Saved entries
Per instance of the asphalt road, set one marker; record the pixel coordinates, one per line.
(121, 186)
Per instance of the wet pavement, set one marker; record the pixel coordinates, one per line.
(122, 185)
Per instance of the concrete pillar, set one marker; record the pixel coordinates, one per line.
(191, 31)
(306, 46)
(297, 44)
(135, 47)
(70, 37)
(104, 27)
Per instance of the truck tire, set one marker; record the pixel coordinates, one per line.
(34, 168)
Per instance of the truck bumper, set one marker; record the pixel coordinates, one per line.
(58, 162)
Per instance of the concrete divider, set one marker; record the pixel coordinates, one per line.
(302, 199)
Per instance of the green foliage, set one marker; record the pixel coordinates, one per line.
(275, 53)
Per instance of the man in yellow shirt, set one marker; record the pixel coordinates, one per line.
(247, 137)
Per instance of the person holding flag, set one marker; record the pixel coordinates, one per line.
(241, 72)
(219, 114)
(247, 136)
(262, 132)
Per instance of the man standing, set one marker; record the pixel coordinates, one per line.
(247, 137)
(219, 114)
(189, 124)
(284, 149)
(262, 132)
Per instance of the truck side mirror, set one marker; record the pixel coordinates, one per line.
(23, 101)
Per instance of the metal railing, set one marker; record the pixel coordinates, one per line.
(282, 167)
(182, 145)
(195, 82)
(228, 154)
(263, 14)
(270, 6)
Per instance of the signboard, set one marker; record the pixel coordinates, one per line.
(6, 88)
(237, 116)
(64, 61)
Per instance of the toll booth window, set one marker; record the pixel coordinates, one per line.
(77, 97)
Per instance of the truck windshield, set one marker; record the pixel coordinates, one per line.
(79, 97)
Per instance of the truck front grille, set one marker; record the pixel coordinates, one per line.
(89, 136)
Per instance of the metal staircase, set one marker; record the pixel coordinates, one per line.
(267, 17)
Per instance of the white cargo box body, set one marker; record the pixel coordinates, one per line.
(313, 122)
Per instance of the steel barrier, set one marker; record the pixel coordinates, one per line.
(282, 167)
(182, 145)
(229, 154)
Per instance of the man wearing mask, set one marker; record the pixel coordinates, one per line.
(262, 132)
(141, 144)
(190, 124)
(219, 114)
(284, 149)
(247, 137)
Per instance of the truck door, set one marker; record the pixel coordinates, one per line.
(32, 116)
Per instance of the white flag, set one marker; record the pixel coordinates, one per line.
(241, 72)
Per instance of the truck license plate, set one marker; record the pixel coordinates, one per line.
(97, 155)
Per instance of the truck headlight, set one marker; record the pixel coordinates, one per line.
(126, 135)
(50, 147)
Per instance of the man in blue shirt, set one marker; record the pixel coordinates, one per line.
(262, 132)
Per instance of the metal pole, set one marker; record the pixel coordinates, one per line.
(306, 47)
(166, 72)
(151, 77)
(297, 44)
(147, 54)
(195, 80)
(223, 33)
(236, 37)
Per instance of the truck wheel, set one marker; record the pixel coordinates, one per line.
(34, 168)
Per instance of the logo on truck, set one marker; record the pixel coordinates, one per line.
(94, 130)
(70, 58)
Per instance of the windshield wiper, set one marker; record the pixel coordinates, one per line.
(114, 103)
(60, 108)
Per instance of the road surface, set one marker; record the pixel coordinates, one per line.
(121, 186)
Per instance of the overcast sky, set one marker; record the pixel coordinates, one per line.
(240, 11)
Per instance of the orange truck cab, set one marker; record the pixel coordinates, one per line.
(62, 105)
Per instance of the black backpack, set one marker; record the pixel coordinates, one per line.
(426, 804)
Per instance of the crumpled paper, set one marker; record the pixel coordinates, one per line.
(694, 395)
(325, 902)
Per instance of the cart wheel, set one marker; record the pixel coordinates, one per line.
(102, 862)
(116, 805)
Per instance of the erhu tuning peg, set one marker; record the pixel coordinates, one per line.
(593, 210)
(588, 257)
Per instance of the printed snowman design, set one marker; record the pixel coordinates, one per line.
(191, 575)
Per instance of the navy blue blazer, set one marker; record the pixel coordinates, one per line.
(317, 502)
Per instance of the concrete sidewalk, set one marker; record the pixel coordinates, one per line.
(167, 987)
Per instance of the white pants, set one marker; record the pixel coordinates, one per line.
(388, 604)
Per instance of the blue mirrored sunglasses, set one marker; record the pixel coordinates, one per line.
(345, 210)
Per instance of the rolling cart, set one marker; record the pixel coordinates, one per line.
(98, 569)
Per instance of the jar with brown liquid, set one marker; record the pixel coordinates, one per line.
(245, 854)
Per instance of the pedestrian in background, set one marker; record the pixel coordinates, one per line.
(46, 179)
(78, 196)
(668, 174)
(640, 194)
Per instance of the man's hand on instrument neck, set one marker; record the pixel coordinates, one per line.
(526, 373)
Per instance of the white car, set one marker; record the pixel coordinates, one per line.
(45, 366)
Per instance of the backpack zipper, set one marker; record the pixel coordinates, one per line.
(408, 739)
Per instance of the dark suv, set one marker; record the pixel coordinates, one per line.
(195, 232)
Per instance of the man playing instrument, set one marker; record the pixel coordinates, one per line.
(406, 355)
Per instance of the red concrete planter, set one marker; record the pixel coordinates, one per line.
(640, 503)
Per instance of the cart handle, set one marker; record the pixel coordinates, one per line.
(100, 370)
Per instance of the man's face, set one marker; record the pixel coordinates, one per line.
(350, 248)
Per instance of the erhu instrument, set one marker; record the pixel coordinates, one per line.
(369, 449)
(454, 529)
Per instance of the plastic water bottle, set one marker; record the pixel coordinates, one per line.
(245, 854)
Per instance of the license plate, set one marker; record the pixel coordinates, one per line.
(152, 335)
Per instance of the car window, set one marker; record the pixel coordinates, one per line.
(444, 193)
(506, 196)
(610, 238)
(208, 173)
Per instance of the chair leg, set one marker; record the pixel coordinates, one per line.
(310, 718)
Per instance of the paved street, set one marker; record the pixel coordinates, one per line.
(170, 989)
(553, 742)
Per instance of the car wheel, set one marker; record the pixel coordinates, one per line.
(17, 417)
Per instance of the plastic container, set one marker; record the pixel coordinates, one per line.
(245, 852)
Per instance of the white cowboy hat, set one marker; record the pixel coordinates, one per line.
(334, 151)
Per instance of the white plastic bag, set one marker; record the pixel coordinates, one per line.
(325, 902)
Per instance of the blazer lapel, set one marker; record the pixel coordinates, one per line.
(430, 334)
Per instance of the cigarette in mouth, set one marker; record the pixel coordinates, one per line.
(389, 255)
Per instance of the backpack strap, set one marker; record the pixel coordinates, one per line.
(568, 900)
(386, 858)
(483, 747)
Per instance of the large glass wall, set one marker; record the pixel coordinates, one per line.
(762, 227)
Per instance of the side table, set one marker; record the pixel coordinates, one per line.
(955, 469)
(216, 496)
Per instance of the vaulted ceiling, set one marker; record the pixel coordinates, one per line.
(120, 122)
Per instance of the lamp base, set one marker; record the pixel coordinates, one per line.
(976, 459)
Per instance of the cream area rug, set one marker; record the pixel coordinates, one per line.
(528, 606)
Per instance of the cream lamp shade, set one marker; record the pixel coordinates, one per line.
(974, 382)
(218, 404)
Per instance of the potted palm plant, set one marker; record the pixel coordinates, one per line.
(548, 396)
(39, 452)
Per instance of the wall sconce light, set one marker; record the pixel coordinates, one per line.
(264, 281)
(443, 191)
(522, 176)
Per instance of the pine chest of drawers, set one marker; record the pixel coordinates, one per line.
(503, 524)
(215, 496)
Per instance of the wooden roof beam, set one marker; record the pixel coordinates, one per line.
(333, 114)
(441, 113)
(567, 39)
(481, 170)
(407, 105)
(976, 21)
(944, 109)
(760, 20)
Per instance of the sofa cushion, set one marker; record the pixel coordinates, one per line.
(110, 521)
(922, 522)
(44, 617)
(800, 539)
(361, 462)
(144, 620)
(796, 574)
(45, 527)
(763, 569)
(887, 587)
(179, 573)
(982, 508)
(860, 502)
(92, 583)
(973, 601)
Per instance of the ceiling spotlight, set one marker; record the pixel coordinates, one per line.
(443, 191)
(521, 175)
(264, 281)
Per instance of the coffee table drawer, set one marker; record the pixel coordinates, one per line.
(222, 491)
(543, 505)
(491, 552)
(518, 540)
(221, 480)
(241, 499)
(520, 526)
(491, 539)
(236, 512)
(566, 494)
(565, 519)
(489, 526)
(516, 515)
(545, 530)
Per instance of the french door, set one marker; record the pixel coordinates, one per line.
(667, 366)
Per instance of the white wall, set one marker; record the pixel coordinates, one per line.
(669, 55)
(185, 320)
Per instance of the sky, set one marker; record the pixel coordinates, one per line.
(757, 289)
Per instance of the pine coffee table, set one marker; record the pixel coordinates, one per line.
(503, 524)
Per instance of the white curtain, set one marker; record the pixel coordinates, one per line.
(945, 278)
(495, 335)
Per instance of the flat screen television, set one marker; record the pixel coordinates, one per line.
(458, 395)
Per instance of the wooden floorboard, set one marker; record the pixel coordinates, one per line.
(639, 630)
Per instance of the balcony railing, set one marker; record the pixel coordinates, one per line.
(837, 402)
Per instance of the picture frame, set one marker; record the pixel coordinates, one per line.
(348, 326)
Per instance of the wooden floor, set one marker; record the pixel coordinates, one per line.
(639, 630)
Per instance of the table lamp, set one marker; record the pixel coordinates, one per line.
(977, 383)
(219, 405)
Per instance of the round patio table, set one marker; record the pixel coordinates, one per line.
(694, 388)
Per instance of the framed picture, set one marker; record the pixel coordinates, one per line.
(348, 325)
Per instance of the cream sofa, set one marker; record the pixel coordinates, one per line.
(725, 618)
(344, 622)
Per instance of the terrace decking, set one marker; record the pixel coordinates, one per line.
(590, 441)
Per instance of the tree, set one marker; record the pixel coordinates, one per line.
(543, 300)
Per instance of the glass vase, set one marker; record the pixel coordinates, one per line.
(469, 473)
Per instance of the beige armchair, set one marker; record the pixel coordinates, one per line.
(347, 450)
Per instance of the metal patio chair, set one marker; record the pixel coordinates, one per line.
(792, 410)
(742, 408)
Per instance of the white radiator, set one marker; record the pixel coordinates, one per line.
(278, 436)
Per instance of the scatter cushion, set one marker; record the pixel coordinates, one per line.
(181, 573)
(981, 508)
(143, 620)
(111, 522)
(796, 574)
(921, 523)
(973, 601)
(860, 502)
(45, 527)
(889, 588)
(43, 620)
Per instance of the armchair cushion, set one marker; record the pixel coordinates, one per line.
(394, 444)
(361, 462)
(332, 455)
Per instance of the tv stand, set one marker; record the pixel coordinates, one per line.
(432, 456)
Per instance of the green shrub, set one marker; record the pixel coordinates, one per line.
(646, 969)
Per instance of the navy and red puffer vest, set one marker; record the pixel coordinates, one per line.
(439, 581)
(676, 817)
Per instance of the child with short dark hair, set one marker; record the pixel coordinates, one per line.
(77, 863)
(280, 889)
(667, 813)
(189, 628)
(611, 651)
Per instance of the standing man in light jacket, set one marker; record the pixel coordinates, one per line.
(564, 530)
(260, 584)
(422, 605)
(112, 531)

> **Exercise goal**
Reproduce everything from the line containing "Per instance of the navy and" down to the end of the material, substituting "beige jacket" for "light jacket" and keeping all else unchanged.

> **Answer in full**
Per instance of the navy and red puffer vest, set one marker; record the pixel coordinates, one per line.
(439, 581)
(676, 817)
Per instance of the child with short dark hair, set one marker; record the pixel coordinates, one per line.
(77, 863)
(280, 889)
(667, 813)
(189, 628)
(611, 651)
Per instance of the standing man in beige jacket, set one marker; record the pixel coordinates, one per line.
(564, 530)
(260, 584)
(422, 605)
(112, 531)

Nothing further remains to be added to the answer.